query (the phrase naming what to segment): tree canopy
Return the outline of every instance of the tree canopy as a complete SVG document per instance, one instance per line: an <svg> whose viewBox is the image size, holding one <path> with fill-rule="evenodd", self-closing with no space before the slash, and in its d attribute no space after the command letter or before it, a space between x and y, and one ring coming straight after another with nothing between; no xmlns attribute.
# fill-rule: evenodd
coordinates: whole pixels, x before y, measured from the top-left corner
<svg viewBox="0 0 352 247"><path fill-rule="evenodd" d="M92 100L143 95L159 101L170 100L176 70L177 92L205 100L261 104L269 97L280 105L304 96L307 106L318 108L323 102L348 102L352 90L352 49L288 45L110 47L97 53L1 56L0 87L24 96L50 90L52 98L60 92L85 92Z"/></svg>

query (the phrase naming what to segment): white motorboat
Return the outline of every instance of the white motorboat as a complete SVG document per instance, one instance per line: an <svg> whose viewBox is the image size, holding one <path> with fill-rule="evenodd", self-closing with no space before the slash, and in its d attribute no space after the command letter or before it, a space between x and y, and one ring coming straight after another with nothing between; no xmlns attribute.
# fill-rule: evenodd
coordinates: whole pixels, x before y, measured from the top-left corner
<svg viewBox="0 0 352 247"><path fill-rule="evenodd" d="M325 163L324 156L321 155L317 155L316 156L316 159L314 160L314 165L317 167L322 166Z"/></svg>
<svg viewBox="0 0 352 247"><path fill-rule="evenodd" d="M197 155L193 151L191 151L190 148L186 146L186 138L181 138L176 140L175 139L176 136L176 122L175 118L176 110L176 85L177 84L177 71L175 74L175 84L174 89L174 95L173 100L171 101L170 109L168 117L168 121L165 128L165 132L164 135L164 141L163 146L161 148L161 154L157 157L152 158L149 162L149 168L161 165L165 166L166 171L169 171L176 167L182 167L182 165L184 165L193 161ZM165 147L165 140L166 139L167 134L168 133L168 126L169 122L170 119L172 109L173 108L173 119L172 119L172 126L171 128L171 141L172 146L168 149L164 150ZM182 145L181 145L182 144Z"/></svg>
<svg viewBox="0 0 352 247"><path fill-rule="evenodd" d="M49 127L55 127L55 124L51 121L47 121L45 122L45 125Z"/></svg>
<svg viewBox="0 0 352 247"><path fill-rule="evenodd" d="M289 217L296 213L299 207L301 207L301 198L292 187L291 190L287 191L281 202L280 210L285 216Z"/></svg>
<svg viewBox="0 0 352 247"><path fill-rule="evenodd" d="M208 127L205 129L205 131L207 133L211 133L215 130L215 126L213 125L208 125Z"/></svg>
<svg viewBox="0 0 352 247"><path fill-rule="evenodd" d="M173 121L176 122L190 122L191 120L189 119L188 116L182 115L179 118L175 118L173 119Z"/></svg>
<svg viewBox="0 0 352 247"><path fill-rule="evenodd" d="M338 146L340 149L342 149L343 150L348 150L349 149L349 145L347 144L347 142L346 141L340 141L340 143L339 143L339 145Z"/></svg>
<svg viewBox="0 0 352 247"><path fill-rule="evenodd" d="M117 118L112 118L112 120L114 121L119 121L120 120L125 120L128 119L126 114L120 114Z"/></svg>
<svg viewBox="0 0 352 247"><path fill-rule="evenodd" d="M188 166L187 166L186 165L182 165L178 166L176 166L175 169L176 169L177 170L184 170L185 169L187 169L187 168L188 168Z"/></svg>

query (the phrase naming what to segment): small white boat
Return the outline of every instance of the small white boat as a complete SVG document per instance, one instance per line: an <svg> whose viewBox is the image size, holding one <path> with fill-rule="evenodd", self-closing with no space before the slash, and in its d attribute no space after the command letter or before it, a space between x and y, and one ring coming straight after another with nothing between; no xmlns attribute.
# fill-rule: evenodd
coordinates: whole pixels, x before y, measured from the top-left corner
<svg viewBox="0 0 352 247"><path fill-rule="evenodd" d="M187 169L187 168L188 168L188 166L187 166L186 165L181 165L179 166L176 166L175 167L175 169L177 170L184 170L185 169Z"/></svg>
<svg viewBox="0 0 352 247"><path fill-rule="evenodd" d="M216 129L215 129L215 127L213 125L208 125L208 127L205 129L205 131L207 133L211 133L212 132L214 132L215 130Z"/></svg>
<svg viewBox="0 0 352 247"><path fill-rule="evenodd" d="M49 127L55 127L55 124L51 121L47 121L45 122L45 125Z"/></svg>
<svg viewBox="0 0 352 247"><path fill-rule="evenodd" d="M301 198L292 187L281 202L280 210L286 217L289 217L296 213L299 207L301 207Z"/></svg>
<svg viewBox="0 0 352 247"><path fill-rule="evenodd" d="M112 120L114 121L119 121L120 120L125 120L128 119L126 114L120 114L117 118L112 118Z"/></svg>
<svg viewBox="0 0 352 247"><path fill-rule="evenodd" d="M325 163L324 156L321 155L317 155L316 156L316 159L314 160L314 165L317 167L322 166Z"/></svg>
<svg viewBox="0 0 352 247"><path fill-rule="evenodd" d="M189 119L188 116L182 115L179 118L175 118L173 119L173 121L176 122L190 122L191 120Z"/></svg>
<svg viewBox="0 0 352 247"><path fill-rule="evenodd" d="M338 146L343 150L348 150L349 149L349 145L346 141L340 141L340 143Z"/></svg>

* * * * * * *

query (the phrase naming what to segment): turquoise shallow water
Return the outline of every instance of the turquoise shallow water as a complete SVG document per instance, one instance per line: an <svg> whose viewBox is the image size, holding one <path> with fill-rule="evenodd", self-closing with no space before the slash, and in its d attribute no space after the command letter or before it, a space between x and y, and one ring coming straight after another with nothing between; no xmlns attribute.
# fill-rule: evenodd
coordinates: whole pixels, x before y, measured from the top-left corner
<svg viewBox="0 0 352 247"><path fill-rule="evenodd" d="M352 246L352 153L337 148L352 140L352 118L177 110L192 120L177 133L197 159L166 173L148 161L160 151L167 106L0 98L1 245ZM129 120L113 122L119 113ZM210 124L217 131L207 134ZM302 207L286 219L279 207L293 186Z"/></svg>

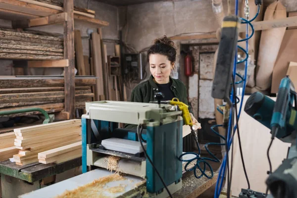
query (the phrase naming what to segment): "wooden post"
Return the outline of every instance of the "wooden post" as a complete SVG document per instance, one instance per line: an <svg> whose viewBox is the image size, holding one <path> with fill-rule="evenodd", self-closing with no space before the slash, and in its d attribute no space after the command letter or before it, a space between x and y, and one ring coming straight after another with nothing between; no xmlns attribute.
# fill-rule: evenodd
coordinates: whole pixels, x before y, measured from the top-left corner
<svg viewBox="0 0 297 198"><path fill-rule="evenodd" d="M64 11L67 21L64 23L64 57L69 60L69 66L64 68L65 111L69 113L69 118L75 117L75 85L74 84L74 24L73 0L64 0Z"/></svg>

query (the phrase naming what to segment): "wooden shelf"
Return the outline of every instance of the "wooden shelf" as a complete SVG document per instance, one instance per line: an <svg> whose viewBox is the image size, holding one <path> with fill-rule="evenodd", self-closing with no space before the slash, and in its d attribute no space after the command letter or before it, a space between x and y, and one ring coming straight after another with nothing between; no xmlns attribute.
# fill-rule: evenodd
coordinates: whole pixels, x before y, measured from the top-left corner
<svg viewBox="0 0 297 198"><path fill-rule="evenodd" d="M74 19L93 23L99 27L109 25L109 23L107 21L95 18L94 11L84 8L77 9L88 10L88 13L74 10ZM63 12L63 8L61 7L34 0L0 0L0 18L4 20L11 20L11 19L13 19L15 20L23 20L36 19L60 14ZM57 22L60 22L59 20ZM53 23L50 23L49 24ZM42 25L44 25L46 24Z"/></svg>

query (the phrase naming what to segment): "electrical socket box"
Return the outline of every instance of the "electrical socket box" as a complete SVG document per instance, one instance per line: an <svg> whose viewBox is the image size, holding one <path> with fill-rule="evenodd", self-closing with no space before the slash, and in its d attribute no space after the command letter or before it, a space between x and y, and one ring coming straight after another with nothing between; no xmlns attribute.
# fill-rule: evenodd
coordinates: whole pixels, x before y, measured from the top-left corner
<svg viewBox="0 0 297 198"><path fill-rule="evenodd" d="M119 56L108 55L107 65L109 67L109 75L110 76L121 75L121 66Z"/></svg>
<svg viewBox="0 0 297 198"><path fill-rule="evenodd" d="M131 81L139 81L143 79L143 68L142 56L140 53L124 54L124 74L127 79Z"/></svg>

* * * * * * *

Problem to solve
Filter the listing above and copy every line that contains the word "motorboat". Matching is case-sensitive.

Solution
query (the phrase naming what to segment): white motorboat
Return the outline of every instance of the white motorboat as a complete SVG document per instance, one instance per line: an <svg> whose viewBox is the image size, holding one <path> with fill-rule="evenodd", self-closing with no space before the slash, and in its d attribute no space after the command letter or before it, a space between x and y, and one ring coming straight after another with nothing between; no xmlns attribute.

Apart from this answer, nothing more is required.